**Aim of the exercise:** Set down, exactly as written, the lines from the line holding "point_to(query) locates a point on each instance of the exposed" to the end of the data, inclusive, skipping any pictures.

**Records shown:**
════════════════════

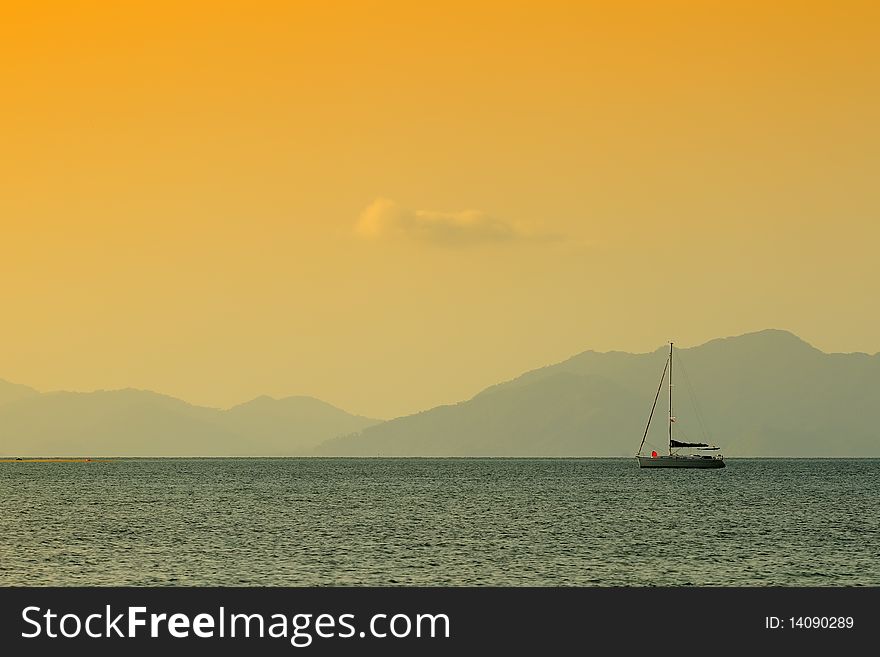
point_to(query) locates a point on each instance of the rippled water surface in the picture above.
(581, 522)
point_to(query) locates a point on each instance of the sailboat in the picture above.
(675, 459)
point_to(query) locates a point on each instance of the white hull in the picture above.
(675, 461)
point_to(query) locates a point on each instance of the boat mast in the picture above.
(670, 399)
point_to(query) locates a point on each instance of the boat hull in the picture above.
(680, 462)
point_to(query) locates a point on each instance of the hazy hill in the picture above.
(142, 423)
(760, 394)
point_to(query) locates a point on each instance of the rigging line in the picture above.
(699, 413)
(656, 397)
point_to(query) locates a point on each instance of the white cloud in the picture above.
(385, 218)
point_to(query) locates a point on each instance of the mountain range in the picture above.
(767, 393)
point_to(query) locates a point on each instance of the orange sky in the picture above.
(391, 206)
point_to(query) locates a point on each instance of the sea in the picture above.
(439, 522)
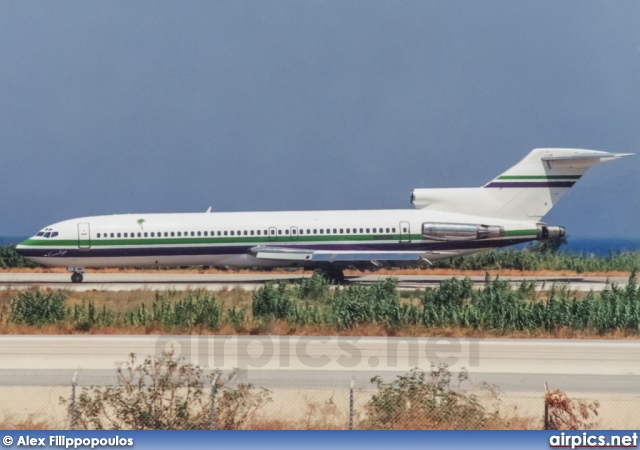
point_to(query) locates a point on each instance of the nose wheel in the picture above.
(76, 277)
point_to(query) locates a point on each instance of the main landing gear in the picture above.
(76, 276)
(333, 275)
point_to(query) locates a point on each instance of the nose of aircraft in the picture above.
(20, 249)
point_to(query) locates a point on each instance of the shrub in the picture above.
(425, 400)
(162, 393)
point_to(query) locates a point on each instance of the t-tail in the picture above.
(527, 191)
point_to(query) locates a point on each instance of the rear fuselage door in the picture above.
(84, 236)
(405, 232)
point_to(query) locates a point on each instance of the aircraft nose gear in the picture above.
(76, 277)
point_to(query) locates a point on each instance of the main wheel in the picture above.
(76, 277)
(334, 276)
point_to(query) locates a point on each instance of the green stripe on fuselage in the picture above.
(230, 240)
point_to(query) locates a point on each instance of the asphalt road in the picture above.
(514, 365)
(173, 281)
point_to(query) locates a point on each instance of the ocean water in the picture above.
(594, 246)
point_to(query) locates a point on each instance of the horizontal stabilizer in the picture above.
(527, 191)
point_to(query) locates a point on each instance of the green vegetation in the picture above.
(497, 308)
(38, 308)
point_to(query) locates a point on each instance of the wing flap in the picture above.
(288, 254)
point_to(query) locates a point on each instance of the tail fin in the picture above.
(527, 191)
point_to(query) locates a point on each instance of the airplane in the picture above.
(445, 223)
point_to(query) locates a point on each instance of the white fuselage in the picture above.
(226, 239)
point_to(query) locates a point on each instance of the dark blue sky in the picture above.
(151, 106)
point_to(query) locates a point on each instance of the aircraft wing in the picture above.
(302, 254)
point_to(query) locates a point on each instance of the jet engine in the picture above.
(442, 231)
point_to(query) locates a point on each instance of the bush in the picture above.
(426, 400)
(162, 393)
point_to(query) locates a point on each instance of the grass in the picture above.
(311, 307)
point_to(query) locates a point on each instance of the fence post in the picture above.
(212, 411)
(546, 407)
(351, 402)
(72, 405)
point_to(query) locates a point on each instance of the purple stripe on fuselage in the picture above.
(100, 252)
(521, 184)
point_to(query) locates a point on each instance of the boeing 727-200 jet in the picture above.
(444, 223)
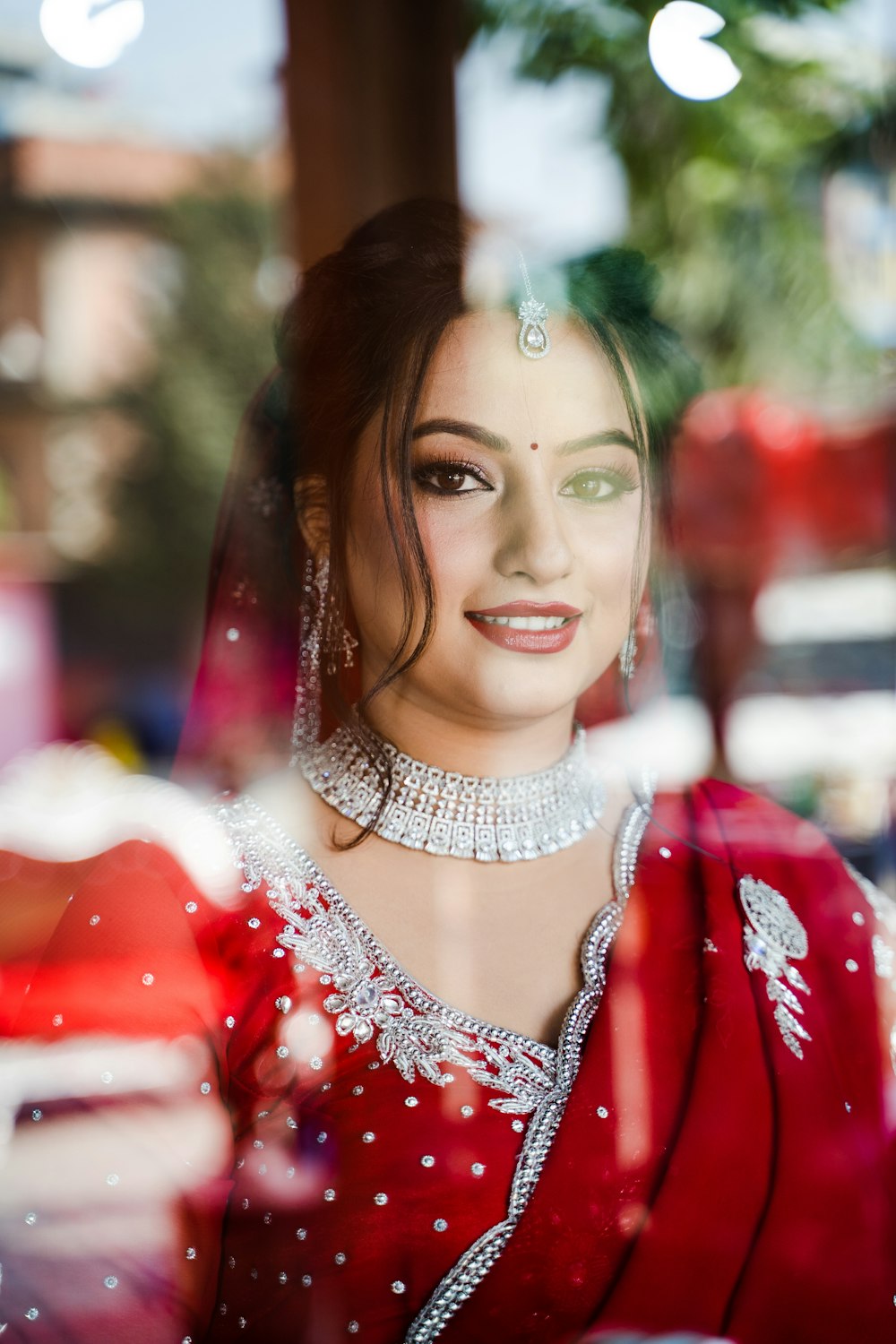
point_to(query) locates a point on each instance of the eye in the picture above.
(449, 478)
(598, 487)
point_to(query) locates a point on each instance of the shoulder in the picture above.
(740, 838)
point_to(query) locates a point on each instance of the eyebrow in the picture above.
(463, 429)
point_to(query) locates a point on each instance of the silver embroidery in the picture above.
(772, 935)
(476, 1262)
(374, 997)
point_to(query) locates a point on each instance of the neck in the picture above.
(469, 746)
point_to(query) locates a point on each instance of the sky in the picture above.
(202, 74)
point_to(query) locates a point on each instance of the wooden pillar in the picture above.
(371, 110)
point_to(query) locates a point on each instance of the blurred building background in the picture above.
(145, 249)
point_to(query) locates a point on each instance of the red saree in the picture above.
(708, 1150)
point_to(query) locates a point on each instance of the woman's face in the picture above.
(528, 496)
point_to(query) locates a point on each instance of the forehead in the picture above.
(478, 375)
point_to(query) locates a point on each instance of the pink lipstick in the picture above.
(528, 626)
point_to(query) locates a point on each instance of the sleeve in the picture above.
(118, 1148)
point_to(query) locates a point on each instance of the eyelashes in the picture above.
(454, 478)
(445, 478)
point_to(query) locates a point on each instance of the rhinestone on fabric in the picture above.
(463, 816)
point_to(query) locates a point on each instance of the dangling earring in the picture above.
(627, 653)
(306, 717)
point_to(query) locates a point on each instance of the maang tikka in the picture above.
(306, 717)
(533, 340)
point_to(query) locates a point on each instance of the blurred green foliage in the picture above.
(724, 195)
(142, 602)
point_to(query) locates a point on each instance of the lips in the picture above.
(528, 626)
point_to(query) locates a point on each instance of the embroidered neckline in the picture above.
(474, 1263)
(374, 994)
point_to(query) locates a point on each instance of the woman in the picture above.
(512, 1048)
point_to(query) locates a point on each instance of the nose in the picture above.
(532, 539)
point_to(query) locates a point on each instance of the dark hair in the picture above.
(360, 338)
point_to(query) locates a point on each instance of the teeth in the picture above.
(527, 623)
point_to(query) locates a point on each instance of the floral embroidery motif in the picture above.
(772, 935)
(474, 1263)
(373, 999)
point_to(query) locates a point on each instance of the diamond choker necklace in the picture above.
(465, 816)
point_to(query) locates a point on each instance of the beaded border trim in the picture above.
(470, 1269)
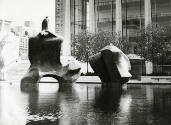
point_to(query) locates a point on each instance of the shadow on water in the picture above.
(85, 104)
(107, 100)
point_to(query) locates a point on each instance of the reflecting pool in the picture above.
(85, 104)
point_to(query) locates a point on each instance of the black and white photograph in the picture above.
(85, 62)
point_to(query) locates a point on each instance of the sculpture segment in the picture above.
(44, 56)
(112, 66)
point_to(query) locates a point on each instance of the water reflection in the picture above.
(85, 105)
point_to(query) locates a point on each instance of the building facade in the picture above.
(125, 17)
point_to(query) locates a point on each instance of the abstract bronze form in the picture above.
(44, 56)
(112, 66)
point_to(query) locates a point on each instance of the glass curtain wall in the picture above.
(132, 20)
(105, 15)
(78, 16)
(161, 12)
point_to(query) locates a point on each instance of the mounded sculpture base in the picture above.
(112, 66)
(44, 56)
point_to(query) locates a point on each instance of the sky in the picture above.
(28, 10)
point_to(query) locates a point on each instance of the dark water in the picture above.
(85, 105)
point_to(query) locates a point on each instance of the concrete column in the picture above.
(147, 9)
(91, 16)
(66, 47)
(119, 17)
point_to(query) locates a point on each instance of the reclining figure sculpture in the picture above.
(44, 56)
(112, 66)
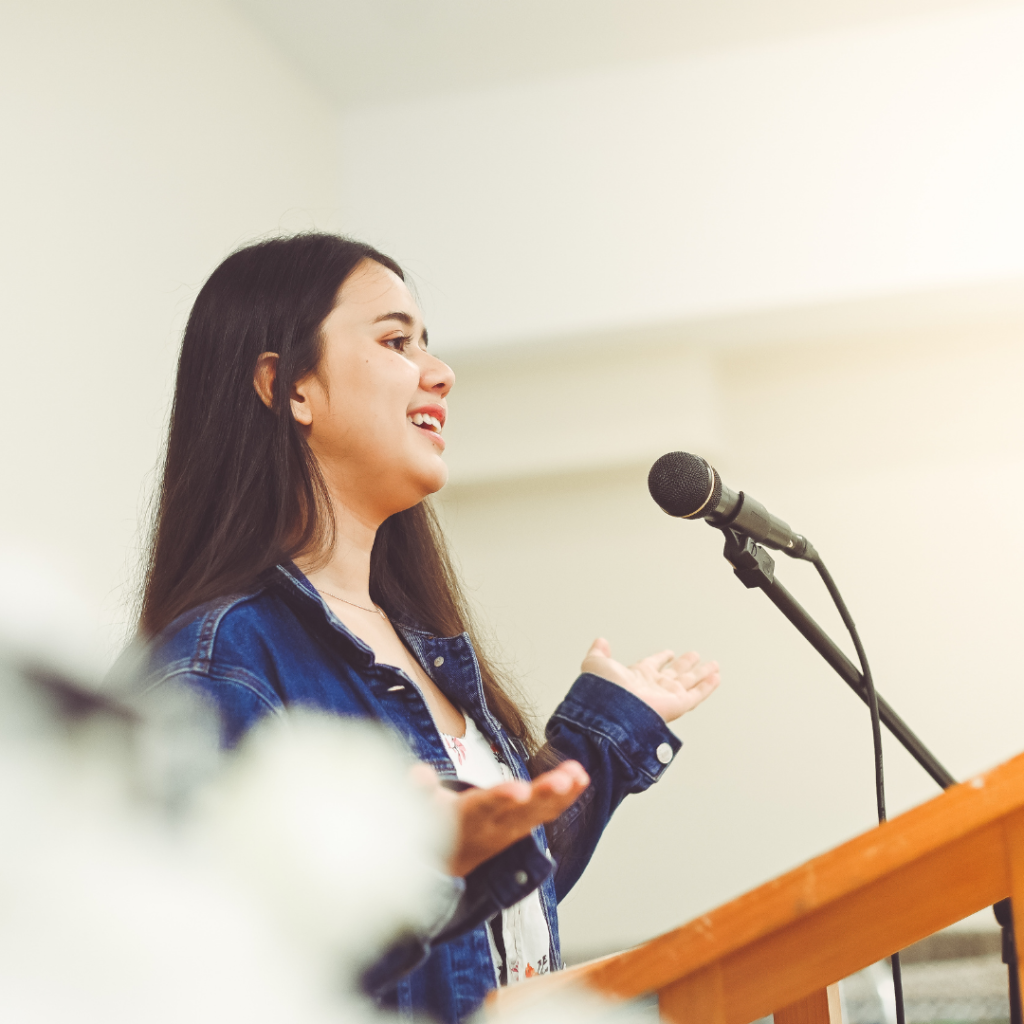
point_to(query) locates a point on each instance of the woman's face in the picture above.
(375, 409)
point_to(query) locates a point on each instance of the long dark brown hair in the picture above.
(241, 489)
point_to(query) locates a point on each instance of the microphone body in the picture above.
(686, 486)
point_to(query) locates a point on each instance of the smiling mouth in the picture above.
(426, 422)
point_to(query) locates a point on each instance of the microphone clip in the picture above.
(752, 564)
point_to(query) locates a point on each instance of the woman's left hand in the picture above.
(670, 685)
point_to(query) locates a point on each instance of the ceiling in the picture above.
(365, 51)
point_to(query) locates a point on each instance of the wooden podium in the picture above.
(781, 948)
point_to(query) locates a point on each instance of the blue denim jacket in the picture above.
(281, 646)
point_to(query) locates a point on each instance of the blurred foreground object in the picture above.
(146, 877)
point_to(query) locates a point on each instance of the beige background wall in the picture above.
(902, 457)
(795, 248)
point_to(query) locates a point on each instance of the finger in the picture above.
(685, 663)
(698, 674)
(704, 689)
(656, 663)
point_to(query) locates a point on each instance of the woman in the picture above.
(295, 562)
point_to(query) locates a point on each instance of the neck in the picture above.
(346, 570)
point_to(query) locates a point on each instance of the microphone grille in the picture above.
(680, 482)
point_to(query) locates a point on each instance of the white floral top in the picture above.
(524, 929)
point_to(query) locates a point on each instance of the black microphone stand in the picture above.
(756, 569)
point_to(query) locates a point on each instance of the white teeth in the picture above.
(421, 419)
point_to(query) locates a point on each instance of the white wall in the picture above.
(868, 161)
(804, 259)
(901, 456)
(141, 142)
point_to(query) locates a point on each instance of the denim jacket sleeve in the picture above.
(624, 744)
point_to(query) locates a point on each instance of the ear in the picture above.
(264, 379)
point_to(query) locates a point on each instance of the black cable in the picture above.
(880, 781)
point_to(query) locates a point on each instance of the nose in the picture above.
(436, 376)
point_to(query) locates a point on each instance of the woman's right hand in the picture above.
(491, 820)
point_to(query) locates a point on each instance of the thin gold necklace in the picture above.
(361, 607)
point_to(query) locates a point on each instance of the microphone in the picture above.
(688, 487)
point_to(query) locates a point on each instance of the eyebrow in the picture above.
(402, 317)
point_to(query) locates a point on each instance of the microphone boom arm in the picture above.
(756, 568)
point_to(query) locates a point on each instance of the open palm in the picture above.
(670, 685)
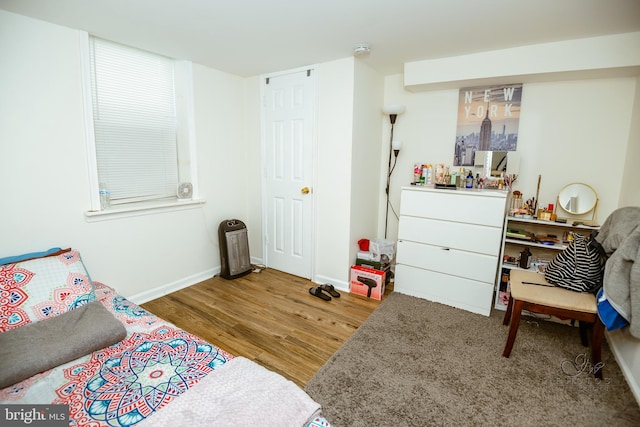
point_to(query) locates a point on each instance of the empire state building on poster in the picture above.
(488, 119)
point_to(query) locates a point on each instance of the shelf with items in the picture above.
(544, 239)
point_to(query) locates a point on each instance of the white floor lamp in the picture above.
(394, 146)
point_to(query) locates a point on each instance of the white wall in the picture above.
(583, 130)
(572, 131)
(332, 194)
(44, 174)
(367, 154)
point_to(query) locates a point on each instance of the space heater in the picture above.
(234, 249)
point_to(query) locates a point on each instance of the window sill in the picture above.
(116, 212)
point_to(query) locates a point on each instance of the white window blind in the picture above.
(134, 114)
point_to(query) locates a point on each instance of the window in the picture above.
(140, 144)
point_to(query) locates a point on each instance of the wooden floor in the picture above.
(268, 317)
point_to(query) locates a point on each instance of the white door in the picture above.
(288, 113)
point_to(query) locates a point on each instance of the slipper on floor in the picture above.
(330, 289)
(317, 292)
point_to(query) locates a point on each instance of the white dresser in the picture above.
(449, 244)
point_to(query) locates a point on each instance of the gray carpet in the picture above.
(415, 363)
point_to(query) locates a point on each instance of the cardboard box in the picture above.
(367, 281)
(376, 265)
(368, 256)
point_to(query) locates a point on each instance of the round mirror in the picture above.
(577, 198)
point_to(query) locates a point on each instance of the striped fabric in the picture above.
(579, 267)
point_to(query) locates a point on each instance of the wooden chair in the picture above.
(538, 298)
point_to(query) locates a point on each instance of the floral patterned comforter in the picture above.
(129, 381)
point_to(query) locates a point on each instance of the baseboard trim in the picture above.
(616, 343)
(163, 290)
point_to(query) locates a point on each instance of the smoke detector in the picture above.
(361, 49)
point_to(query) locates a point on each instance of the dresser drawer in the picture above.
(461, 206)
(448, 261)
(470, 295)
(455, 235)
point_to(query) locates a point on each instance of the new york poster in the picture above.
(488, 119)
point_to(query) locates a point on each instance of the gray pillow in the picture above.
(43, 345)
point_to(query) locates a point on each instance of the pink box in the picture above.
(367, 281)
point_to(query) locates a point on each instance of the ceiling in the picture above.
(254, 37)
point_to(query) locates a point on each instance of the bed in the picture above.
(115, 364)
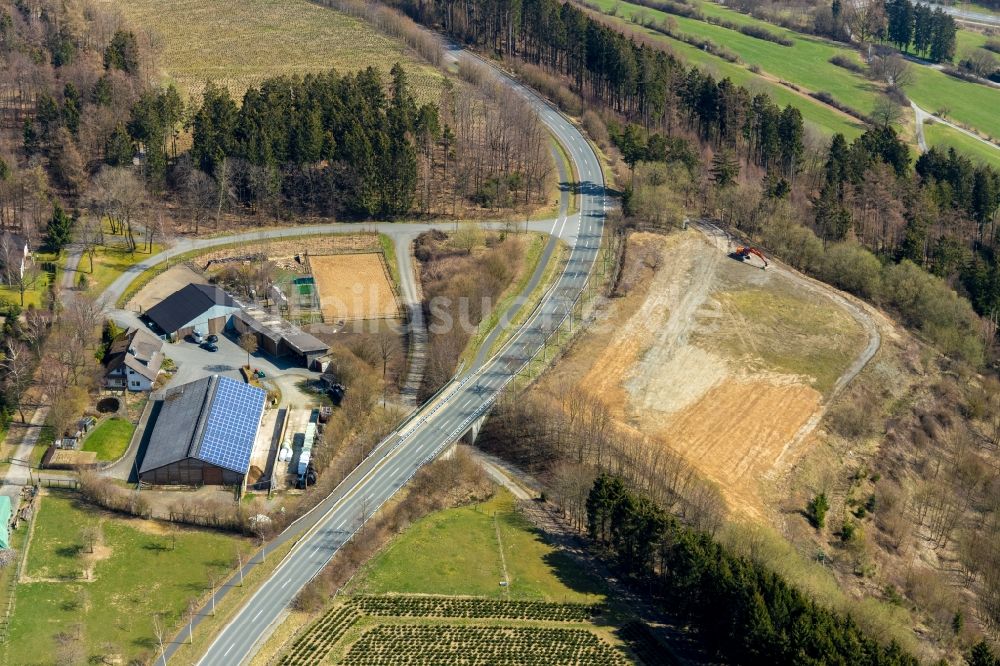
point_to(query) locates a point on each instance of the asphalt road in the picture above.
(966, 15)
(424, 434)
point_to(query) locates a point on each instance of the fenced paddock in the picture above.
(354, 286)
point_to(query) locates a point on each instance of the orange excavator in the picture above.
(743, 253)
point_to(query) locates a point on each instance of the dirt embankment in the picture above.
(727, 364)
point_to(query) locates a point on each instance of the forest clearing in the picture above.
(724, 363)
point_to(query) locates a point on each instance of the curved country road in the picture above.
(318, 535)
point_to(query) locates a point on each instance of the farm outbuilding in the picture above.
(279, 337)
(204, 433)
(196, 307)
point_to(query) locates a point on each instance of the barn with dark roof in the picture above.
(196, 307)
(204, 434)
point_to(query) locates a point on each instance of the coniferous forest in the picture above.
(935, 215)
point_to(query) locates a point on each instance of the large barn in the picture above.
(204, 434)
(196, 307)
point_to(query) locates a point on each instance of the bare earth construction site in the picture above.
(727, 364)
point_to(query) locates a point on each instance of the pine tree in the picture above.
(118, 148)
(725, 169)
(59, 230)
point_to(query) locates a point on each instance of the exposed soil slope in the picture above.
(725, 363)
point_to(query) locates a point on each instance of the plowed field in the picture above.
(353, 286)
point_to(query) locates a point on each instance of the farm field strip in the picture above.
(965, 103)
(137, 568)
(265, 38)
(805, 63)
(353, 286)
(946, 137)
(817, 115)
(397, 629)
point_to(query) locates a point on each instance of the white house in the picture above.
(133, 361)
(196, 307)
(14, 255)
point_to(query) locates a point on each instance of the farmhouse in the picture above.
(204, 433)
(279, 337)
(196, 307)
(133, 361)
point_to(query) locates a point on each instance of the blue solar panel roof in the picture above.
(231, 426)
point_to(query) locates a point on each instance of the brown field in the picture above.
(724, 363)
(353, 286)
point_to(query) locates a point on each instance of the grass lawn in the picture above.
(138, 568)
(943, 136)
(805, 63)
(815, 114)
(110, 261)
(802, 334)
(109, 439)
(969, 104)
(238, 44)
(456, 552)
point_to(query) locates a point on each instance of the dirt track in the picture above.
(729, 365)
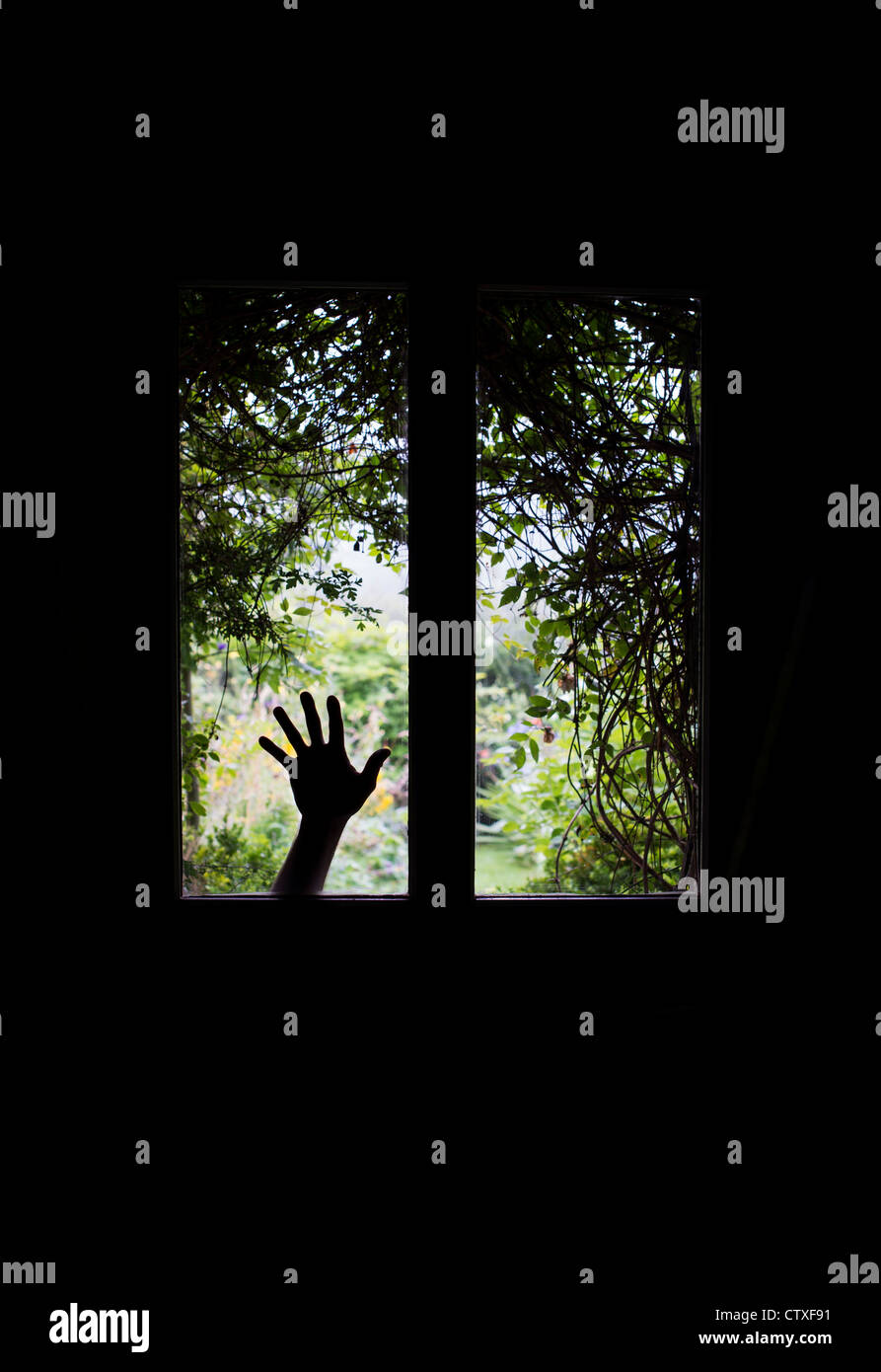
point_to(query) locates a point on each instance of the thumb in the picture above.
(374, 763)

════════════════════

**Answer to this task:**
point_to(query) locates a point on each instance of the exposed soil slope in the picture above.
(725, 363)
point_to(query) locates a point on each instance of the plowed field in the picture above.
(353, 286)
point_to(query) locates a point on each instance of the farm field strip in the picture above.
(965, 103)
(137, 568)
(265, 38)
(805, 63)
(353, 286)
(946, 137)
(817, 115)
(397, 629)
point_to(query) locates a point on each instance of the white house in the picture above.
(133, 361)
(196, 307)
(14, 255)
point_to(query) locates a point on each instance of the farmhouse in the picture above.
(204, 433)
(279, 337)
(196, 307)
(133, 361)
point_to(query) locates a point on each instance of the blue solar panel roof in the picture above.
(231, 426)
point_to(query) locates a point on each instance of the brown field in the picture above.
(724, 363)
(353, 286)
point_to(query) locates a point on each instance of the grass lawn in the picture above.
(138, 568)
(943, 136)
(805, 63)
(815, 114)
(110, 261)
(802, 334)
(109, 439)
(969, 104)
(238, 44)
(456, 552)
point_to(query) locates a point on each instance of the dirt track in the picture above.
(729, 365)
point_to(query) locates a point on each instance of the thumb in the picture above.
(374, 763)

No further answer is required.